▶ Task to complete
Make an exact copy of all the entries, but do not reproduce the pictures.

(Referring expression pointing data)
= = = = =

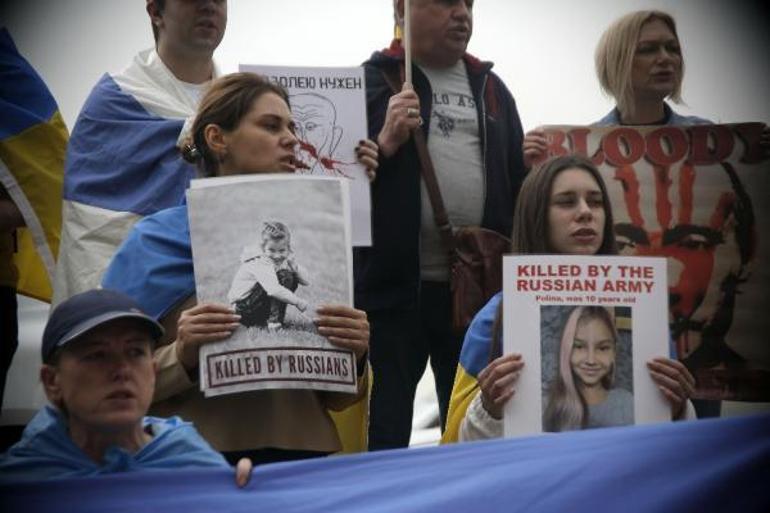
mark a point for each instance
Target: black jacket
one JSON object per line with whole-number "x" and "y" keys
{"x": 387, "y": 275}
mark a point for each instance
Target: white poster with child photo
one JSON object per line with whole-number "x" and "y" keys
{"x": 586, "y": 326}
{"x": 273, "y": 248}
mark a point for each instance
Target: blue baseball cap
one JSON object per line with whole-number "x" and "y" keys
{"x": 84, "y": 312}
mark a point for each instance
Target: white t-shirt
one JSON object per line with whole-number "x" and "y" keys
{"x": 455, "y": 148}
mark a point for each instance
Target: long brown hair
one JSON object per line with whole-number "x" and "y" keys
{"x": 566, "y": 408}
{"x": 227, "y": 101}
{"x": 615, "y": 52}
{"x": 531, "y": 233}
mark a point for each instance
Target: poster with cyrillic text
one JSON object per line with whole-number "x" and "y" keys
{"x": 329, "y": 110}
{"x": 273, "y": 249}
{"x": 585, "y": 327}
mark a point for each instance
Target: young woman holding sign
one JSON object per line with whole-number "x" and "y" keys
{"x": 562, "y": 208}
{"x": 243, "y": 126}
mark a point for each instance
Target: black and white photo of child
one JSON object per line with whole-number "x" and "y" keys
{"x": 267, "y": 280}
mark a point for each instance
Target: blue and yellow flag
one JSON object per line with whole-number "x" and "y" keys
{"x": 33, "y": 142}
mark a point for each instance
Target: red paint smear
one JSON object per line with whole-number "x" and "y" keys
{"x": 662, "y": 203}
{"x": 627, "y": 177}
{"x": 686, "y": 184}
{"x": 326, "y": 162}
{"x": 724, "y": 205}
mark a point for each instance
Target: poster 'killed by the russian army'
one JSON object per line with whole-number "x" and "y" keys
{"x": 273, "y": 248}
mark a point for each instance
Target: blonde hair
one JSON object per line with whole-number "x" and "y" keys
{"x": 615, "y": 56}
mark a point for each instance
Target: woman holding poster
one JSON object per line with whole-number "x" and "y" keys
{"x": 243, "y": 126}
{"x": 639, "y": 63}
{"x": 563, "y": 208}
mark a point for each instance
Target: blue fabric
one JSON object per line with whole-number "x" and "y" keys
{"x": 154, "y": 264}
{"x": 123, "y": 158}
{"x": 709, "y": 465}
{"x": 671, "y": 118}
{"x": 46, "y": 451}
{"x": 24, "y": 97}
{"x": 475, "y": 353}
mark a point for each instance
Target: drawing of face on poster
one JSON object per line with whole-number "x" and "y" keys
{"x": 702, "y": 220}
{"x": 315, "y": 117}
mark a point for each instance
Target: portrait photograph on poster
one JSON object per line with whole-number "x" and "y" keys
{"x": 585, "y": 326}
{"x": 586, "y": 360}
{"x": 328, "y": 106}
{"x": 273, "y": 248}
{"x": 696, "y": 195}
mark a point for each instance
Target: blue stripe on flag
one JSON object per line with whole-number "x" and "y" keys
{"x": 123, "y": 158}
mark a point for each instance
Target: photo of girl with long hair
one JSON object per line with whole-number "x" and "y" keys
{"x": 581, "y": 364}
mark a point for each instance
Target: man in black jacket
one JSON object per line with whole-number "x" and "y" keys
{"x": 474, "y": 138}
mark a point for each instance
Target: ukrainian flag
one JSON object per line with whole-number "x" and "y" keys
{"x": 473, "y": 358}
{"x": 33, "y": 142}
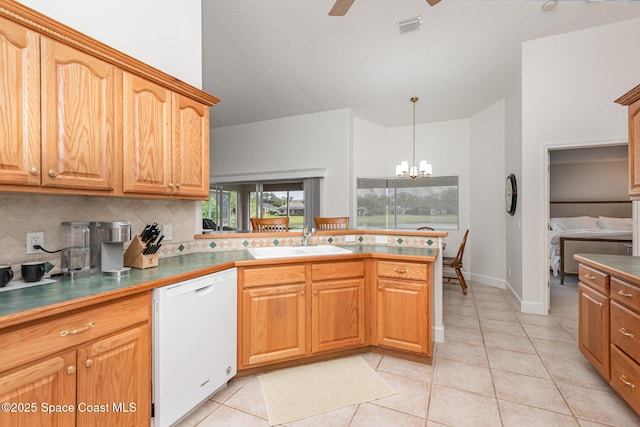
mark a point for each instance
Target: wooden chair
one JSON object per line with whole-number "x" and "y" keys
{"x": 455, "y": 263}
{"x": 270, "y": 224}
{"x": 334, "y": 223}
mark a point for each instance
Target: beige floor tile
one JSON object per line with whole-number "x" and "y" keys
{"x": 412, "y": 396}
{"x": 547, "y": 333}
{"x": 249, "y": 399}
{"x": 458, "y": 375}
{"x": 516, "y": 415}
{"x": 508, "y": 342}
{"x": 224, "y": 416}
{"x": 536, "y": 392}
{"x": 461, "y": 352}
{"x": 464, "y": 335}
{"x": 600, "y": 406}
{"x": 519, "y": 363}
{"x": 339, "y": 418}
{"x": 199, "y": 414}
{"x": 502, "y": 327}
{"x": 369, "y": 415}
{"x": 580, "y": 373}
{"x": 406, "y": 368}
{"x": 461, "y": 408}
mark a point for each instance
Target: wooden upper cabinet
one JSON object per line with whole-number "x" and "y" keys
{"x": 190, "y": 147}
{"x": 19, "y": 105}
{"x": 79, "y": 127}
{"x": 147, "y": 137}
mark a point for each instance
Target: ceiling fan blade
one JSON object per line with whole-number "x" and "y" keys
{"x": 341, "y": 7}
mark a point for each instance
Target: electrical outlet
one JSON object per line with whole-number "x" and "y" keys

= = = = =

▶ Written solution
mark a point for each instance
Target: black jacket
one JSON object per line with whole-number "x" and "y" keys
{"x": 387, "y": 275}
mark a point for each instance
Target: white poster with child photo
one JSON object per line with whole-number "x" and "y" keys
{"x": 586, "y": 326}
{"x": 273, "y": 248}
mark a point for each instance
Target: blue baseball cap
one JSON object per line with whole-number "x" and "y" keys
{"x": 84, "y": 312}
mark a point for each instance
Target: white t-shirt
one JSON object per line with whole-number "x" and "y" keys
{"x": 455, "y": 148}
mark a point for each instance
Target: long brown hair
one JSON object per line with whole-number "x" and "y" keys
{"x": 566, "y": 408}
{"x": 227, "y": 101}
{"x": 615, "y": 52}
{"x": 531, "y": 233}
mark a point for each instance
Target: poster with cyrillic text
one JSON object per line with whole-number "x" and "y" keys
{"x": 329, "y": 110}
{"x": 273, "y": 249}
{"x": 585, "y": 327}
mark a point for each instance
Target: young woman holding sign
one JSON object per line with whole-number "x" and "y" keys
{"x": 562, "y": 208}
{"x": 243, "y": 126}
mark a point for each instance
Target: black and white photo of child
one JSON object per line with whole-number "x" and "y" keys
{"x": 267, "y": 280}
mark a point for each instance
Target: blue and yellow flag
one JSON object per line with whole-number "x" and "y" keys
{"x": 33, "y": 142}
mark a point for each instance
Target: red paint smear
one JSON object per line with whole-number "x" and "y" keys
{"x": 662, "y": 203}
{"x": 627, "y": 177}
{"x": 686, "y": 184}
{"x": 326, "y": 162}
{"x": 724, "y": 205}
mark a point for each instance
Target: poster 'killed by the russian army'
one JSON object per line with whole-number "x" and "y" keys
{"x": 273, "y": 248}
mark a point for each instance
Target: blonde hair
one JSON object per line with whole-number "x" and "y" keys
{"x": 615, "y": 56}
mark a point for each instance
Target: woman holding poster
one JSON object per line with whole-number "x" and "y" keys
{"x": 243, "y": 126}
{"x": 639, "y": 63}
{"x": 563, "y": 208}
mark a point for each instance
Target: blue fabric
one JSON object per line with whole-number "x" and "y" keys
{"x": 154, "y": 264}
{"x": 123, "y": 158}
{"x": 709, "y": 465}
{"x": 671, "y": 118}
{"x": 46, "y": 451}
{"x": 24, "y": 97}
{"x": 475, "y": 353}
mark a point for each instance
Target: drawing of face on poster
one JSON object per line with whole-number "x" and "y" keys
{"x": 702, "y": 220}
{"x": 315, "y": 117}
mark a point for each instance
Target: portrait photograph on poster
one JSON object per line with whole-number "x" and "y" keys
{"x": 585, "y": 326}
{"x": 586, "y": 360}
{"x": 328, "y": 106}
{"x": 273, "y": 248}
{"x": 696, "y": 195}
mark a point for each instance
Target: blue stripe on flag
one JSON object per line with whole-number "x" and "y" keys
{"x": 123, "y": 158}
mark a point for each instance
Target: photo of girl with long hair
one JSON object per line with whole-number "x" and "y" keys
{"x": 581, "y": 364}
mark a point for each instance
Target: man in black jacket
one JSON object per line with whole-number "x" and "y" keys
{"x": 474, "y": 138}
mark a point for each instance
Target: ukrainian flag
one JSON object per line with whole-number "x" and "y" keys
{"x": 473, "y": 358}
{"x": 33, "y": 142}
mark a point for each instance
Target: wooden chair
one JSON object per line with whole-number "x" and "y" keys
{"x": 455, "y": 263}
{"x": 270, "y": 224}
{"x": 334, "y": 223}
mark a point for each instance
Target: beige floor tile
one JSON object per line with whole-number "x" and "y" keys
{"x": 412, "y": 396}
{"x": 547, "y": 333}
{"x": 249, "y": 399}
{"x": 458, "y": 375}
{"x": 516, "y": 415}
{"x": 508, "y": 342}
{"x": 224, "y": 416}
{"x": 536, "y": 392}
{"x": 461, "y": 352}
{"x": 464, "y": 335}
{"x": 600, "y": 406}
{"x": 519, "y": 363}
{"x": 339, "y": 418}
{"x": 199, "y": 414}
{"x": 502, "y": 327}
{"x": 369, "y": 415}
{"x": 580, "y": 373}
{"x": 406, "y": 368}
{"x": 461, "y": 408}
mark a point for each instance
Target: wooden upper cabinet
one JSON object per line with whole-number "x" and "y" keys
{"x": 190, "y": 147}
{"x": 19, "y": 105}
{"x": 79, "y": 127}
{"x": 147, "y": 137}
mark a point for each instance
Target: ceiling fan blade
one JSON object per line with whole-number "x" and "y" keys
{"x": 341, "y": 7}
mark a point for each instance
Target: electrical outlet
one JSON object per line with whole-number "x" and "y" keys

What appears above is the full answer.